◆ Request
Reproduce every line of the records below word for word, with nothing changed.

◆ Supplied records
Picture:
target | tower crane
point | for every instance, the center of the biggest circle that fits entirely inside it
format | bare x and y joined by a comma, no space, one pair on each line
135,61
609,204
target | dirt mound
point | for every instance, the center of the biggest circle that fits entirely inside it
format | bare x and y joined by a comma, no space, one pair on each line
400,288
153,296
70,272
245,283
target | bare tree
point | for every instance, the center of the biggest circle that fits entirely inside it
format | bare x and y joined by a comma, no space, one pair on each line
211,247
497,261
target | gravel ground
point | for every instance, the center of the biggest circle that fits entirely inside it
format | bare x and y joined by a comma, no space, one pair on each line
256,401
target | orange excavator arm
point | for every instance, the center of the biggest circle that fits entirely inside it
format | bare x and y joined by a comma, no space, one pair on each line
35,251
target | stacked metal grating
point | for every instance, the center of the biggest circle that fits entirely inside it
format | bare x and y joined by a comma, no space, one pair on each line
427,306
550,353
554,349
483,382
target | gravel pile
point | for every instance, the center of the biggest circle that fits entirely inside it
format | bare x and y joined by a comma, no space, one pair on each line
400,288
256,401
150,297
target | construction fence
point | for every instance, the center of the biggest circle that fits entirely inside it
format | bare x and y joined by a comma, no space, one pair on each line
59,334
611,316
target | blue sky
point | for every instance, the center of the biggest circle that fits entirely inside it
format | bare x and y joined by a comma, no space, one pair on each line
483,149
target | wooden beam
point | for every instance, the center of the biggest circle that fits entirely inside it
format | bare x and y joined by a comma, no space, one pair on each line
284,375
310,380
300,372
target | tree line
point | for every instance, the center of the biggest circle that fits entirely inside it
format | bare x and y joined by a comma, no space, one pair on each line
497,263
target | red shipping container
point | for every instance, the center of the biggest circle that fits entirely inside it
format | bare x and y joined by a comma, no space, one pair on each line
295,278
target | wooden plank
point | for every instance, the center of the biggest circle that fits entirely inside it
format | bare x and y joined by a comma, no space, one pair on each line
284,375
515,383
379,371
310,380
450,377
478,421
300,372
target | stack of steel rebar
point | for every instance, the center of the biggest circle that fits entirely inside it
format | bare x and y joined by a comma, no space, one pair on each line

◆ Answer to the problem
Picture:
target | tower crane
point | for every instance, the center of the biggest circle that fits entirely inside it
format | bare x and y joined by a comma, no space, one pair on each line
135,61
609,204
target | dirt mound
point | for every instance, the center of the biggest circle that fits entirely inside it
format | bare x and y joined by a comma, no space, one pair on each line
400,288
153,296
70,272
245,283
target | bare tree
point | for every instance, the center of the biggest circle that fits entirely inside it
format | bare x and y joined by a comma, no space, one pair on each line
211,247
497,261
target | gravel ground
point | for every instance, the center of the biggest circle that fits entirely inside it
format | bare x and y joined by a comma, no space, one pair on each line
256,401
target | orange excavator arm
point | for every instance, the center of the biggest circle that fits entirely inside it
format | bare x and y joined by a comma, no space, one pair on each line
35,251
target | stacked metal grating
point | for every instance, the center of the biggest circle that fits entirely inside it
format | bare x and y joined by a comma, no space, one pair on each line
427,306
550,353
554,349
483,382
target | gravel pile
point | for every instance, the center of the biggest circle that fits entirely inside it
format | bare x and y joined by a comma, no space, one pair on each line
400,288
256,401
150,297
target | construction fence
point | for every instance, the center of the biggest circle that fits entirely inside it
format | bare x and y joined by a comma, no space, one pair on each line
59,334
611,316
target | blue sky
point | for every instance, the center of the biggest circle that fits entirely inside it
format | bare x and y joined by a comma, no space, one pair on each line
483,149
target | wooden beam
point | for every instance, the center of the biggest circle that fits entirely inside it
format | bare x and y joined by a comma, no space, one pair on each line
284,375
310,380
300,372
target | tree line
point | for every instance, the center of the biggest circle that fits entirely inside it
format | bare x and y joined by a comma, no space, one pair on each line
497,263
target | red shipping container
point | for every instance, the center of the biggest circle that fits entirely inside it
format | bare x and y joined by a comma, no space, one pair on each line
295,278
target | wooden plank
point | for every instance, the center of the biggest circle that fits entirely inside it
format | bare x and y joined by a comma, no space, one pair on each line
284,375
515,383
379,371
310,380
450,377
478,421
300,372
target | stack of steel rebar
point | for every instance, the center of the biggest circle that fits entirely inside it
format | bare x and y joined by a comma, no space, one pair on each line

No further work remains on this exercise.